- Exercise description:
What lines below hold the string "person"? Copy them all.

(Exercise input Opens)

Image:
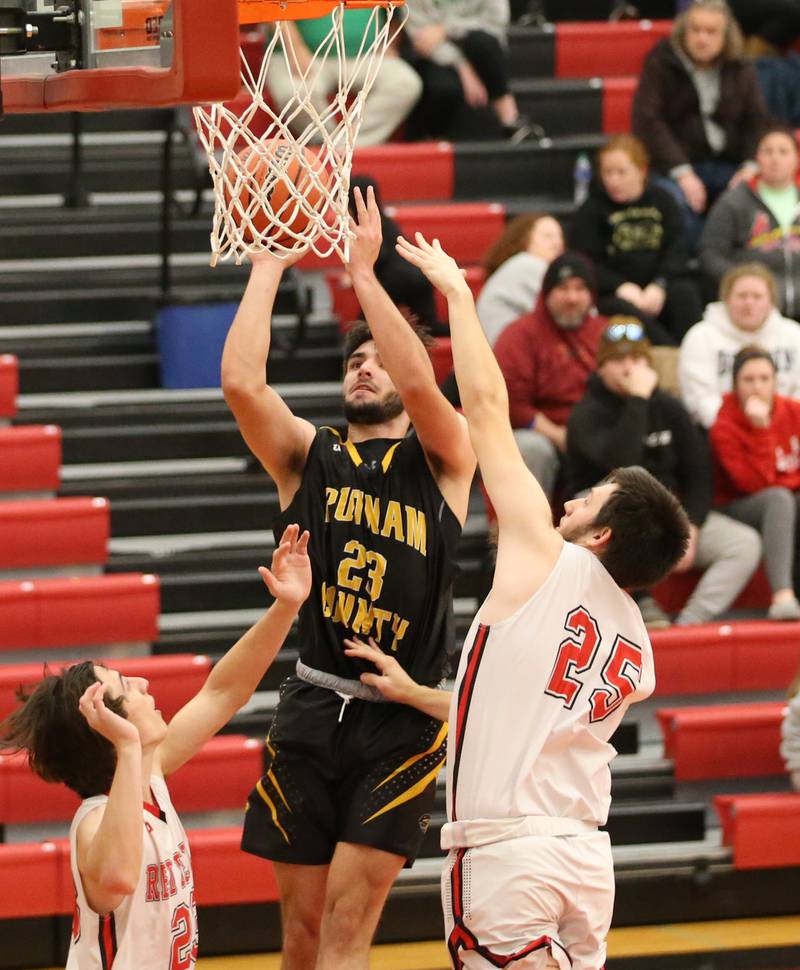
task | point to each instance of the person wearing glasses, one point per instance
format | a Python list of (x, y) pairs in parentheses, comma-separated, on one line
[(623, 419)]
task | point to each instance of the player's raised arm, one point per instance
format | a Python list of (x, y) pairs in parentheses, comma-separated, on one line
[(232, 681), (278, 438), (441, 430), (521, 505)]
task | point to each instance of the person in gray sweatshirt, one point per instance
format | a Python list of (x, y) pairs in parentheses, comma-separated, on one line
[(759, 220)]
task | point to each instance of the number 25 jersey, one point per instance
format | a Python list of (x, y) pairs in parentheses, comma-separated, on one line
[(539, 695), (382, 554)]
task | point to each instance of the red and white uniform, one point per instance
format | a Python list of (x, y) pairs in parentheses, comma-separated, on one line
[(155, 928), (536, 699)]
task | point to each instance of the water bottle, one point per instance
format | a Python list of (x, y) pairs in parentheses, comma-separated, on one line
[(582, 176)]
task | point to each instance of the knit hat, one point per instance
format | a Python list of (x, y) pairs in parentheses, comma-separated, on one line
[(623, 336), (566, 267)]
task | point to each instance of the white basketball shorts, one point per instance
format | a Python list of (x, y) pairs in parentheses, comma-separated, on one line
[(529, 903)]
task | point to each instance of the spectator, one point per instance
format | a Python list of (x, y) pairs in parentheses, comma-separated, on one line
[(634, 233), (790, 733), (405, 284), (546, 358), (759, 220), (699, 109), (756, 445), (515, 266), (745, 314), (396, 89), (625, 419), (459, 50)]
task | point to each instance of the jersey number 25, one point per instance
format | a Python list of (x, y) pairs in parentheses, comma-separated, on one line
[(576, 656)]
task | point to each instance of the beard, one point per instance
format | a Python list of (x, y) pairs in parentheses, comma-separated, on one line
[(373, 412)]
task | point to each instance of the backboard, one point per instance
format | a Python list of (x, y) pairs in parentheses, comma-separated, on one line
[(88, 55)]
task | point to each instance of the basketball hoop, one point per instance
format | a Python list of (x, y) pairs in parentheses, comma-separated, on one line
[(312, 167)]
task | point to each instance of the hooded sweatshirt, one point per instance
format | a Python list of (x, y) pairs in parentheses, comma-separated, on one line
[(545, 367), (705, 364), (741, 228), (749, 458)]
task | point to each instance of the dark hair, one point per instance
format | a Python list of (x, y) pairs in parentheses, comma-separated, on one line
[(649, 529), (513, 239), (359, 333), (748, 353), (60, 744)]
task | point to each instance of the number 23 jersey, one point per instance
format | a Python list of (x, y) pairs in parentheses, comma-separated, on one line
[(382, 554), (539, 695)]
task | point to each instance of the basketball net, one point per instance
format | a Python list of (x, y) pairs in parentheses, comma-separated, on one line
[(244, 222)]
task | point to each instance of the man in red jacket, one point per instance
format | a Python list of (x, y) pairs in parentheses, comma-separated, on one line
[(756, 444), (546, 358)]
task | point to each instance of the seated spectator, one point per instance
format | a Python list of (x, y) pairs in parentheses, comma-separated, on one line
[(515, 266), (405, 284), (459, 50), (790, 733), (546, 358), (634, 234), (625, 419), (745, 314), (759, 220), (756, 446), (396, 89), (699, 109)]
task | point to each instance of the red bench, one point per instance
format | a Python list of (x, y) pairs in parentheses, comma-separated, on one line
[(32, 879), (174, 678), (724, 741), (9, 385), (220, 776), (87, 611), (726, 657), (762, 830), (606, 49), (30, 457), (618, 95), (422, 170), (54, 532)]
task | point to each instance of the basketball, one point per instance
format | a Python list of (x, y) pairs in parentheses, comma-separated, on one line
[(269, 184)]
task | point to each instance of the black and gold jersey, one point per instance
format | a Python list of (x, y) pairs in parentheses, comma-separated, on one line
[(382, 552)]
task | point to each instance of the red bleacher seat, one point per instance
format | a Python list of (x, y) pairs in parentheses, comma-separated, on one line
[(9, 384), (602, 49), (723, 741), (54, 532), (174, 678), (223, 874), (421, 170), (32, 879), (617, 104), (87, 611), (30, 457), (762, 830), (726, 657), (219, 777)]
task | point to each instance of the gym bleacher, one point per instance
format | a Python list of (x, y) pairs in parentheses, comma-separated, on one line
[(132, 520)]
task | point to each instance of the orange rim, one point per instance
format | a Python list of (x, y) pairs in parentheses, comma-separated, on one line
[(263, 11)]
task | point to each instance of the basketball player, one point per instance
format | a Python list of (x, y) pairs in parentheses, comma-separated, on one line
[(554, 657), (100, 733), (351, 779)]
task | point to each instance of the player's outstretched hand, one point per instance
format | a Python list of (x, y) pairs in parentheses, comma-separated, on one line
[(366, 233), (102, 719), (391, 680), (289, 579), (442, 270)]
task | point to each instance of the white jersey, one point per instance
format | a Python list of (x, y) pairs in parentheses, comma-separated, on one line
[(536, 699), (155, 928)]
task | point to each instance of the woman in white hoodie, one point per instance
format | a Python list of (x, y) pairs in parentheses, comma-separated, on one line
[(746, 313)]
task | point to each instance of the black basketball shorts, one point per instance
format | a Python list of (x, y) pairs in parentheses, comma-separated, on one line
[(355, 772)]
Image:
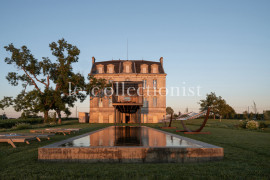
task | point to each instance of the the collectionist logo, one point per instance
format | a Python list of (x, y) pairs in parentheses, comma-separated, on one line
[(190, 91)]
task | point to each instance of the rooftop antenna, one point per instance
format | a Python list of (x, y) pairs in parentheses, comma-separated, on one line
[(127, 49)]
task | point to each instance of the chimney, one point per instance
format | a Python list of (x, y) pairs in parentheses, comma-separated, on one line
[(93, 60), (161, 61)]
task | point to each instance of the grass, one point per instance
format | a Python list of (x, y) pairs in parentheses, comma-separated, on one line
[(247, 156)]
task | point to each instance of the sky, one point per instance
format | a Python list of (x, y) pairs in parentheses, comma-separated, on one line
[(221, 46)]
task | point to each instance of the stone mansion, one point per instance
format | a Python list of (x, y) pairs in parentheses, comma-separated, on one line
[(146, 77)]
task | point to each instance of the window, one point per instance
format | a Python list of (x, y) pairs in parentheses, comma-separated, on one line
[(155, 83), (110, 70), (144, 84), (154, 101), (100, 102), (144, 70), (127, 69), (145, 104), (110, 102), (100, 70)]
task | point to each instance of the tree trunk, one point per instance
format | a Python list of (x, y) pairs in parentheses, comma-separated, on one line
[(59, 117), (46, 114), (171, 120)]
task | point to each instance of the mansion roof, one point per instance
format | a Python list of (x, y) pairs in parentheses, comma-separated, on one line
[(135, 66)]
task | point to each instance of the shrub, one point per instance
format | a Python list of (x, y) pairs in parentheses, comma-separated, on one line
[(19, 126), (242, 124), (252, 124), (263, 125)]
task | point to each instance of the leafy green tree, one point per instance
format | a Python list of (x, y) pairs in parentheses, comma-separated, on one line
[(266, 115), (50, 80), (211, 101), (218, 106), (170, 111)]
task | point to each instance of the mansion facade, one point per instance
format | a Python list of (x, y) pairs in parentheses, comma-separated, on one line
[(141, 92)]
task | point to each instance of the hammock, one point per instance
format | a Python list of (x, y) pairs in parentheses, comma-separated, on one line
[(191, 115)]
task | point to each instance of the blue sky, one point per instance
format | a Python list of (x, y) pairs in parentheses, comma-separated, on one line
[(222, 46)]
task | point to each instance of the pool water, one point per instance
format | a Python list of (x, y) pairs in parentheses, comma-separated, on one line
[(129, 136)]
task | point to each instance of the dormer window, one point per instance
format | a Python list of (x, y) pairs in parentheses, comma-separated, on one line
[(110, 68), (127, 67), (154, 68), (144, 68), (100, 68)]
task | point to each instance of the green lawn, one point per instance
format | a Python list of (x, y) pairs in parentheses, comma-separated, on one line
[(247, 156)]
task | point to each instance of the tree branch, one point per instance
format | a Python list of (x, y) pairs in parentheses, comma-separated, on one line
[(32, 81)]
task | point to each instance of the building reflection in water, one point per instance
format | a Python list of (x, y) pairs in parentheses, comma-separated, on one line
[(129, 136)]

(Exercise input Closes)

- Result of this exercise:
task | point to each instance of the person wearing glasses, one point per instance
task | point to each instance of the person in gray sweatshirt, one point per instance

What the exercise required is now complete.